#### Records provided ####

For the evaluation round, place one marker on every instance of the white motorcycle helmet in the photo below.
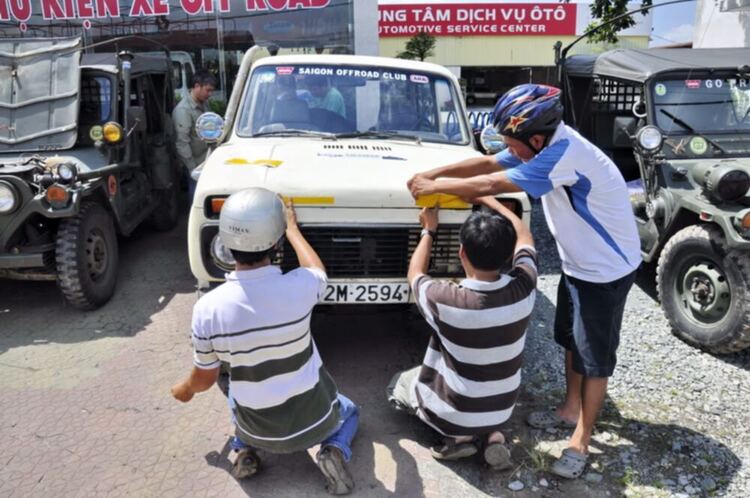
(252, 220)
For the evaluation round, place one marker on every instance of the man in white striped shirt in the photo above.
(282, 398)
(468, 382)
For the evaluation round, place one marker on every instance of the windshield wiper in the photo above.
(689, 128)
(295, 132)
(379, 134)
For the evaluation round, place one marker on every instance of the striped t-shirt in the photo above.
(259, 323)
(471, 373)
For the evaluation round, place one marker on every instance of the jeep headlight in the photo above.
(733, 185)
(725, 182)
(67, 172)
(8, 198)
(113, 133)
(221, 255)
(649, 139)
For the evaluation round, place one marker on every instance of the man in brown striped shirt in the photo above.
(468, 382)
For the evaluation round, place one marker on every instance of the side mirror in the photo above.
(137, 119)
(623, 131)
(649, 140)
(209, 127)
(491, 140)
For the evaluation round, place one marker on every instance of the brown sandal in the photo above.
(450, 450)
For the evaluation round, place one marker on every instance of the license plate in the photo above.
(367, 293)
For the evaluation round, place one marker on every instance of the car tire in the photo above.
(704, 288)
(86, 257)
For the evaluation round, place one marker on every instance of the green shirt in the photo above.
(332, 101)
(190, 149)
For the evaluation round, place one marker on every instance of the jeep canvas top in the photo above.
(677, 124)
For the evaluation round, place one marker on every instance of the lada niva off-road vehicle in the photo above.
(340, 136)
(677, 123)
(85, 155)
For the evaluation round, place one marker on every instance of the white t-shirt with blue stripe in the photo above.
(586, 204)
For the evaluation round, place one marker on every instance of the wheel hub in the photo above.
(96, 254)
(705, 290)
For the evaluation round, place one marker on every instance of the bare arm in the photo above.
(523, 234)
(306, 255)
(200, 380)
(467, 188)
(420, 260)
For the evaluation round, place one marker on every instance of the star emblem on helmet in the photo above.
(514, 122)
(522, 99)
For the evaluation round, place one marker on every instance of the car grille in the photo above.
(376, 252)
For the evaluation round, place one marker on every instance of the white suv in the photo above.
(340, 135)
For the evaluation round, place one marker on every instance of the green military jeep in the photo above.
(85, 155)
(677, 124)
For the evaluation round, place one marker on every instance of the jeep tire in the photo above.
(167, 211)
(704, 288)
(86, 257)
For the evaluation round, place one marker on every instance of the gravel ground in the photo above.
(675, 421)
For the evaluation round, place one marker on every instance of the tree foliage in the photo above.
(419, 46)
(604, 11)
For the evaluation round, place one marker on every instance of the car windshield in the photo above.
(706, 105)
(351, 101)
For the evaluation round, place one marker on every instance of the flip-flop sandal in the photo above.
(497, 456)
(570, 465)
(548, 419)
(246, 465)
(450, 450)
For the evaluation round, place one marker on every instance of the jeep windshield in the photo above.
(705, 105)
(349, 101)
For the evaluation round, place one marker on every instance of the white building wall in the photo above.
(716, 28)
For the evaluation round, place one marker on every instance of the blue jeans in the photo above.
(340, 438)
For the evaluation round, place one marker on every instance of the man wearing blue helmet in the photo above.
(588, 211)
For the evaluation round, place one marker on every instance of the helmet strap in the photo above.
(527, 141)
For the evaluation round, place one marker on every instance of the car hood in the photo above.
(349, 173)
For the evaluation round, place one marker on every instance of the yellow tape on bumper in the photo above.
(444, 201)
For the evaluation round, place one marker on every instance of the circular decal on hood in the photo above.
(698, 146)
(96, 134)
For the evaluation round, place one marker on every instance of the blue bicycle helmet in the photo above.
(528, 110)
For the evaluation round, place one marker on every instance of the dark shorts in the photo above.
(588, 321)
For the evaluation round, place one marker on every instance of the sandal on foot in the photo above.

####

** What you have to do **
Return every line of the records above unchanged, leaving out the pictures.

** Task solution **
For the evaluation round, place one marker on every instance of the white motorcycle helmet in the photo below.
(252, 220)
For the evaluation round, place one marker on every instance of the man in white striped shirt in the photo above.
(282, 398)
(468, 382)
For the evaluation round, place one marker on every instance of the windshield wiper in the photo above.
(689, 128)
(295, 132)
(379, 134)
For the evaluation round, place one marker on every instance of the striped t-shirt in the photo above.
(259, 323)
(471, 373)
For the evaluation round, place one marker on every instance of the jeep headlight in the photo above.
(733, 185)
(725, 182)
(67, 172)
(8, 198)
(113, 133)
(221, 255)
(649, 139)
For the evaluation round, place one marker on every instance of the man in brown striped shirt in the photo above.
(468, 382)
For the evaluation round, place one marker on every instance of the side mirror in the photo above.
(137, 119)
(623, 131)
(649, 140)
(209, 127)
(491, 140)
For the evaluation round, place one marker on every instance of the brown sandal in the photo above.
(450, 450)
For the evaluation round, place one marker on every instance of the license plate in the photo above.
(367, 293)
For the evaluation round, place one marker on every instance of the car tire in the photo above.
(704, 288)
(86, 257)
For the evaluation round, place one marker on every instance of the green shirt in the photo above.
(332, 101)
(190, 149)
For the evaluation round, place one marker on every instance of the jeep canvas top in the photo above.
(677, 124)
For the evaluation round, place one marker on every instance of the lada niva off-road vehicle in the photo above.
(340, 136)
(677, 123)
(85, 155)
For the evaluation round, place one marker on every instance of the white t-shirt with blue stripe in the photo above.
(586, 204)
For the evaluation round, place one marker on every instance of the wheel hub in the photo above.
(96, 254)
(705, 290)
For the evaluation round, place one marker on every instance of the bare arm in the photo above.
(523, 234)
(306, 255)
(200, 380)
(467, 188)
(420, 260)
For the evaluation round, place one marker on every instance of the star emblem on helmet in the photo above.
(514, 122)
(522, 99)
For the evaluation round, place one marker on every instance of the car grille in the photo above.
(376, 252)
For the evaluation round, place one marker on every instance of the white suv in the photo above.
(340, 135)
For the evaluation round, place one marker on every instance of the green military jeep in the photo above.
(85, 155)
(677, 124)
For the evaluation round, place one marker on every instance of the jeep tire in the photo above.
(167, 211)
(704, 288)
(86, 257)
For the evaluation round, place one marker on every instance of the gravel ground in the photo above.
(675, 421)
For the evaluation round, place one marker on every instance of the tree foliage in the photo above.
(419, 46)
(604, 11)
For the evaluation round, place one marker on every instance of the car windshield in the photo above.
(706, 105)
(351, 101)
For the evaluation round, place one marker on every instance of the flip-flop sandal in the photo above.
(497, 456)
(570, 465)
(548, 419)
(246, 465)
(450, 450)
For the evaluation round, place one marker on every instance of the jeep windshield in the photo above.
(705, 105)
(349, 101)
For the evaluation round, place one marker on every instance of the white building wall in the photo above.
(716, 28)
For the evaluation round, place one marker on every instance of the blue jeans in the photo above.
(340, 438)
For the evaluation round, place one marker on every instance of the man wearing blue helmet in the photo above.
(588, 211)
For the evaluation round, place one marker on every instance of the helmet strap in the photo above.
(527, 141)
For the evaluation round, place one marker on every instance of the car hood in the photo above.
(349, 173)
For the evaluation round, place one marker on every instance of the yellow tape on bumper in the photo above.
(444, 201)
For the evaluation round, place one marker on every instance of the circular decal on hood in the photo above.
(698, 146)
(96, 134)
For the evaluation round, place one marker on every instance of the blue bicycle helmet in the photo above.
(528, 110)
For the evaluation round, place one marker on every instance of the dark shorts in the photo above.
(588, 321)
For the evaluation round, place one marker on every instance of the sandal on foot in the photo above.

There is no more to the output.